Exercise objective:
Show each line of the rows below that contains the string "scrub", copying every such line in full.

Material for this exercise:
:::

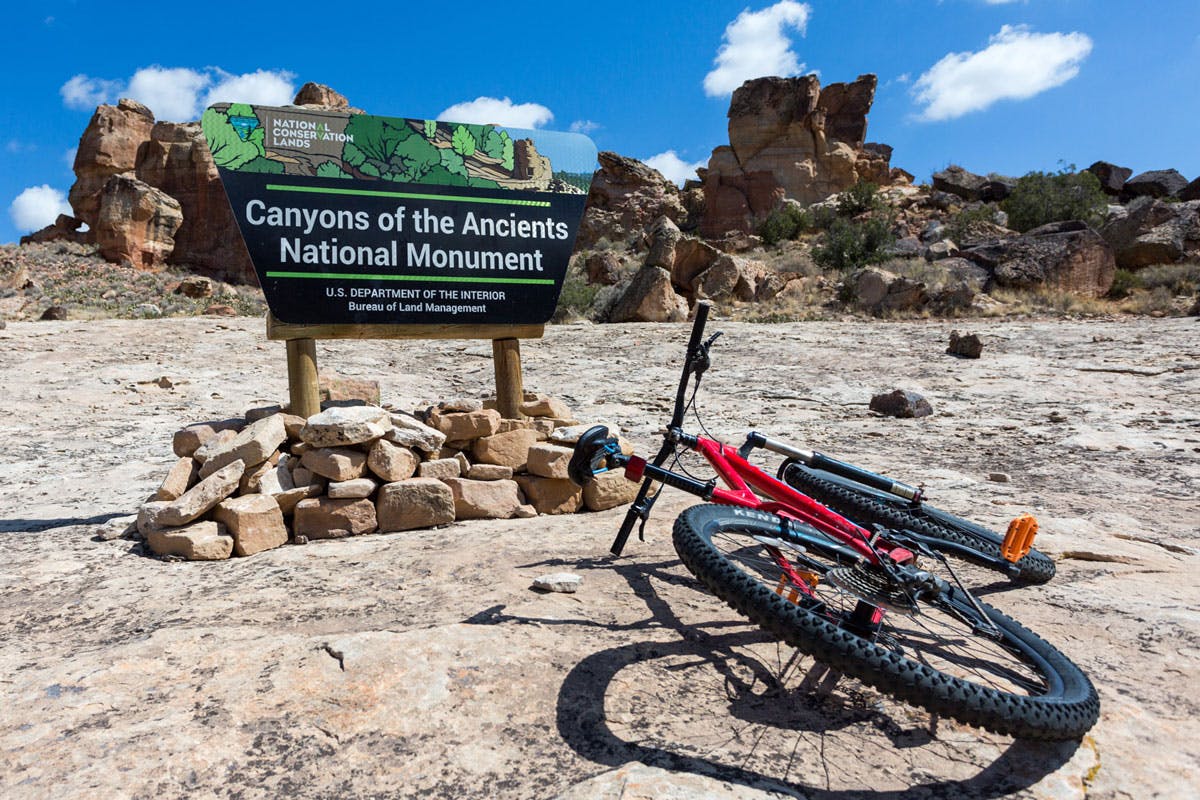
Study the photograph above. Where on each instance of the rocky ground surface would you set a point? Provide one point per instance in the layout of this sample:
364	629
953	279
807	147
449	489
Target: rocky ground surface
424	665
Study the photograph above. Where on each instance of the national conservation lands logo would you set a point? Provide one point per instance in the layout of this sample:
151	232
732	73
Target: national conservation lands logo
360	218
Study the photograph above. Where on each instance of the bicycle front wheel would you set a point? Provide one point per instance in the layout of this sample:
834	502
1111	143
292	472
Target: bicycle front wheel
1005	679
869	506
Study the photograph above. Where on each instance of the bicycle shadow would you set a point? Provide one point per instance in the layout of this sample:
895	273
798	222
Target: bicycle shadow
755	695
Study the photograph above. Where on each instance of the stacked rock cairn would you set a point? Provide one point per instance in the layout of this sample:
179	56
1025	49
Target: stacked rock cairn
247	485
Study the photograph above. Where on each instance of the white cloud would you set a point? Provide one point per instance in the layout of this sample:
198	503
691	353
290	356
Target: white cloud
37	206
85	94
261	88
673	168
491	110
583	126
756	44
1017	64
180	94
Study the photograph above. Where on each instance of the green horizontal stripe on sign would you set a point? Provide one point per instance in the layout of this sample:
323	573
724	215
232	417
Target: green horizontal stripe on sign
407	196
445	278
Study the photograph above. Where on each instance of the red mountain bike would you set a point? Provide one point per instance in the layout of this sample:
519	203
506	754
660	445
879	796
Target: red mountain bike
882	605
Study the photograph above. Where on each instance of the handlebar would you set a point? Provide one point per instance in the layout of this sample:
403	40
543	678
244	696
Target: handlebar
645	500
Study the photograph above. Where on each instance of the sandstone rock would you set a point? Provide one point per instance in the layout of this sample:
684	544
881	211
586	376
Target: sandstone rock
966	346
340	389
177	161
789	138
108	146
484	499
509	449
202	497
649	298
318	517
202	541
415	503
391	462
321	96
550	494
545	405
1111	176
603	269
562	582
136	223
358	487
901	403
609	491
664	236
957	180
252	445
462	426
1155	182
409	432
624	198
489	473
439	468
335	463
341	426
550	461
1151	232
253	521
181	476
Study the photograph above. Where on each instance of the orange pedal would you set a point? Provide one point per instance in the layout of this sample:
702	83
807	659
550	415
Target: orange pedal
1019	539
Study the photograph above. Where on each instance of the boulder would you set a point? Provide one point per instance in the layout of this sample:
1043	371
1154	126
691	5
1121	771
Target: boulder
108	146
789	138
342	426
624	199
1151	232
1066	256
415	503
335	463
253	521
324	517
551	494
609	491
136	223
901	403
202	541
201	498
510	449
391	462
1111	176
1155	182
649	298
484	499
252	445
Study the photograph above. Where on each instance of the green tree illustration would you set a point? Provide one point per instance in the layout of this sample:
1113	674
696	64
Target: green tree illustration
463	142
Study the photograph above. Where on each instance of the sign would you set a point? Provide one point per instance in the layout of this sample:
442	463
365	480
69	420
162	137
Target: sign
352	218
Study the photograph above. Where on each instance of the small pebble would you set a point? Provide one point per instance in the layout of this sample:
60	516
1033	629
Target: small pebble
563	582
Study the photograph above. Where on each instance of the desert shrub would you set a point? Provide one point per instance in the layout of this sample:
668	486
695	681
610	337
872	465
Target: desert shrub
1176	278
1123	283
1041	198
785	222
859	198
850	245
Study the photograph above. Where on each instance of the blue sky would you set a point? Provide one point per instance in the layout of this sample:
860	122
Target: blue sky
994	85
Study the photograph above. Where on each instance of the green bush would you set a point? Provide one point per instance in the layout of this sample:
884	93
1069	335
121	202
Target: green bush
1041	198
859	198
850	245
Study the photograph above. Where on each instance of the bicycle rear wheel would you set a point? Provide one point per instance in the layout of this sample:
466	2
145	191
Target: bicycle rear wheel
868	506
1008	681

:::

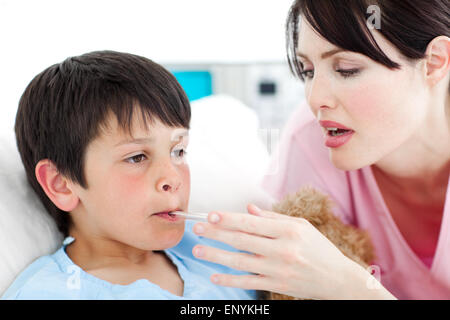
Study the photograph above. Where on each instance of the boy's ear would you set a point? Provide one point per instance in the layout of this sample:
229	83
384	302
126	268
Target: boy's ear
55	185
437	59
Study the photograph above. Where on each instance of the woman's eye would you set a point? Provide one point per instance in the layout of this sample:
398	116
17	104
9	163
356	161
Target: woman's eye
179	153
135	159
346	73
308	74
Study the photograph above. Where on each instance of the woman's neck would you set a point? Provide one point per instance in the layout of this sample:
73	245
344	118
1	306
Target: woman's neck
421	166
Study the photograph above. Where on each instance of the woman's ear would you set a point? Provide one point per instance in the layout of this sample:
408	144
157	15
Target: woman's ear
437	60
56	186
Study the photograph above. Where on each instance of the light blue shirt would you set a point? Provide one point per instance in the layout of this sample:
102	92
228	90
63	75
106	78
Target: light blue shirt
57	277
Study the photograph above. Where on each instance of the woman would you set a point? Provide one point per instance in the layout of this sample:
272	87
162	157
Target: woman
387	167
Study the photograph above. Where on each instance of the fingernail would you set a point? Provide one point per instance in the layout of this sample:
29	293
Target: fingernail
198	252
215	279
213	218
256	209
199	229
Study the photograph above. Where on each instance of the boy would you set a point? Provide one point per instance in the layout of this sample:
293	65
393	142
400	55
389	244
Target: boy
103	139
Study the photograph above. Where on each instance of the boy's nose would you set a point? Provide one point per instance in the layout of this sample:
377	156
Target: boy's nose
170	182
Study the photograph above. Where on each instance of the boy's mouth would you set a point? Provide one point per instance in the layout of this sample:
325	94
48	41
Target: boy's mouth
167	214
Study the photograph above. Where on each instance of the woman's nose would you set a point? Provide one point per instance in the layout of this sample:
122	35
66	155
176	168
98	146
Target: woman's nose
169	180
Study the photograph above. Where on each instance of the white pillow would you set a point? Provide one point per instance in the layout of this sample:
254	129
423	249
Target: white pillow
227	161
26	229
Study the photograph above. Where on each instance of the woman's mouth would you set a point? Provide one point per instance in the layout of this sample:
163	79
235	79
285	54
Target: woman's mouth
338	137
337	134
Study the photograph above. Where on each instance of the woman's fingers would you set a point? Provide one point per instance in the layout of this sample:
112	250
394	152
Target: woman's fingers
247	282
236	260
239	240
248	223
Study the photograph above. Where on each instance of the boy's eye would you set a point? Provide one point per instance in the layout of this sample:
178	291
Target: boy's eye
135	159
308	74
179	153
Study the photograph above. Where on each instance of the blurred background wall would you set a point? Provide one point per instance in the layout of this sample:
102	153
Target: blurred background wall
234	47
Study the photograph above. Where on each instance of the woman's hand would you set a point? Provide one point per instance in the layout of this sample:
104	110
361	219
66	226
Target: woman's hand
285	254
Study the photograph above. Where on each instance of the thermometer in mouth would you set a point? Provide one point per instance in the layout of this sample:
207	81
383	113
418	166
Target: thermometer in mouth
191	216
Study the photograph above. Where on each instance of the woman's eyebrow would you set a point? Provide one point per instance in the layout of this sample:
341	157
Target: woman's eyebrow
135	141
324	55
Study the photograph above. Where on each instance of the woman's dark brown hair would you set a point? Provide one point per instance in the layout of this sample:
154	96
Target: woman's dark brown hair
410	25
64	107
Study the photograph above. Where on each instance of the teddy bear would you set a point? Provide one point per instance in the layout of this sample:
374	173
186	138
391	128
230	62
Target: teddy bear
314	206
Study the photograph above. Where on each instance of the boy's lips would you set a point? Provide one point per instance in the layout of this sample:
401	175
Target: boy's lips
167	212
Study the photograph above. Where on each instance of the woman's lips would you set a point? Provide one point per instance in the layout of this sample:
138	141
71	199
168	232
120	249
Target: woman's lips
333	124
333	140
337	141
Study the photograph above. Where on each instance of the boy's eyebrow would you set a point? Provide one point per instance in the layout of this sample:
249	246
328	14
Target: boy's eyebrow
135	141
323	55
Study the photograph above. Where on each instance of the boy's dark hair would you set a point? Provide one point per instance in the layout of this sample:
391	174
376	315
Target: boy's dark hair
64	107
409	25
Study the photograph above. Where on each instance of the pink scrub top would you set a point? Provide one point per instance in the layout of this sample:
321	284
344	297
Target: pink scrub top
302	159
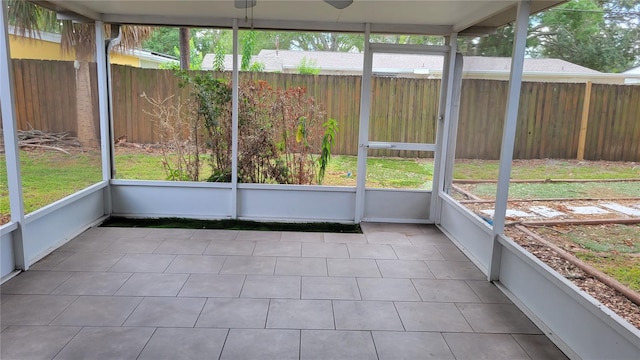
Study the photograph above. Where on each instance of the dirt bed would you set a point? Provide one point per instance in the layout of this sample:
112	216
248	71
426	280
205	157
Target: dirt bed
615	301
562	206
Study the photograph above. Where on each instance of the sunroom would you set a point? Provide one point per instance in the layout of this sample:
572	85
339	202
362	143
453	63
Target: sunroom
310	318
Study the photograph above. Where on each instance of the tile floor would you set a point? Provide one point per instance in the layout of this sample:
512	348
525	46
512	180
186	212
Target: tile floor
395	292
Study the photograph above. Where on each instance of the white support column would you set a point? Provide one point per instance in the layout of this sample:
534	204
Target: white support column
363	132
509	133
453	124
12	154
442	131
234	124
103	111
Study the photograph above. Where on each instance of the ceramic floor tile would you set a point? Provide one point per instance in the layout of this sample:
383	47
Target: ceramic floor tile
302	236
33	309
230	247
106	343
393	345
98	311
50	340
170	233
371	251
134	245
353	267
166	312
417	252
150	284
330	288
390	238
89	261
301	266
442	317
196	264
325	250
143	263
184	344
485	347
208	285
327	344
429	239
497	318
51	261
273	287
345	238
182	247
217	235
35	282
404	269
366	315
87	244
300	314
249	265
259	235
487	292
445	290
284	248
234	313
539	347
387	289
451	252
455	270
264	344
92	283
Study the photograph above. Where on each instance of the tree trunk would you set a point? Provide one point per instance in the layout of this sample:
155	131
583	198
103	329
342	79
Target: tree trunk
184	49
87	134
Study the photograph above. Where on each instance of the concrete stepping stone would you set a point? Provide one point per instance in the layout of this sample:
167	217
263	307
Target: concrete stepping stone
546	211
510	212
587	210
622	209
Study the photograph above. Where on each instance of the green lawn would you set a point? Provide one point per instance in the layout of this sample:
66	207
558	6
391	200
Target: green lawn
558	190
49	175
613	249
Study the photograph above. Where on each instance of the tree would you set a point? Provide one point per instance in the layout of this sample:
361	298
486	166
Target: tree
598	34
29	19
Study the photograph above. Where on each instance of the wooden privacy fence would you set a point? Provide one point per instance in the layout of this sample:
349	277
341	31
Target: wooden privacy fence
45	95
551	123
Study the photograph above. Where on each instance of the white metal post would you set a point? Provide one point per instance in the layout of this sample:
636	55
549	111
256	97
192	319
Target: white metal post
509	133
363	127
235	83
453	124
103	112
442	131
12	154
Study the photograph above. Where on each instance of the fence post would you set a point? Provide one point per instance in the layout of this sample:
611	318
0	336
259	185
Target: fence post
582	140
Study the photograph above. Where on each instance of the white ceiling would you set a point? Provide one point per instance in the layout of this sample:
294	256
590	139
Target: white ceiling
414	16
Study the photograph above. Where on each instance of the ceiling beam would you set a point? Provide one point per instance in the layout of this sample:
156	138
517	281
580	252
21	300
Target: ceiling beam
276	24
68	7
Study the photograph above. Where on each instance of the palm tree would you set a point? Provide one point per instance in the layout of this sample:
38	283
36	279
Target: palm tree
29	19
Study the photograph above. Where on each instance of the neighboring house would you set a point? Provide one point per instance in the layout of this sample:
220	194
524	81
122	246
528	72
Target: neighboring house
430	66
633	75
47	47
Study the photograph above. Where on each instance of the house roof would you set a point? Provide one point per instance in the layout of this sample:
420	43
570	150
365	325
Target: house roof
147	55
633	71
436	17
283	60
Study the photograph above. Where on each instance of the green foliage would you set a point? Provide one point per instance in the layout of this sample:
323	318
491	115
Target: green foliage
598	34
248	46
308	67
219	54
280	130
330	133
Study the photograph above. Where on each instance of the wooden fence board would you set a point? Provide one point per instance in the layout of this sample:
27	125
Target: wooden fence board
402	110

:::

Response:
Study the photograph above. Where on each instance of the pink scrub top would you set a point? Provide one point per instance in the layout of this sample:
Target: pink scrub top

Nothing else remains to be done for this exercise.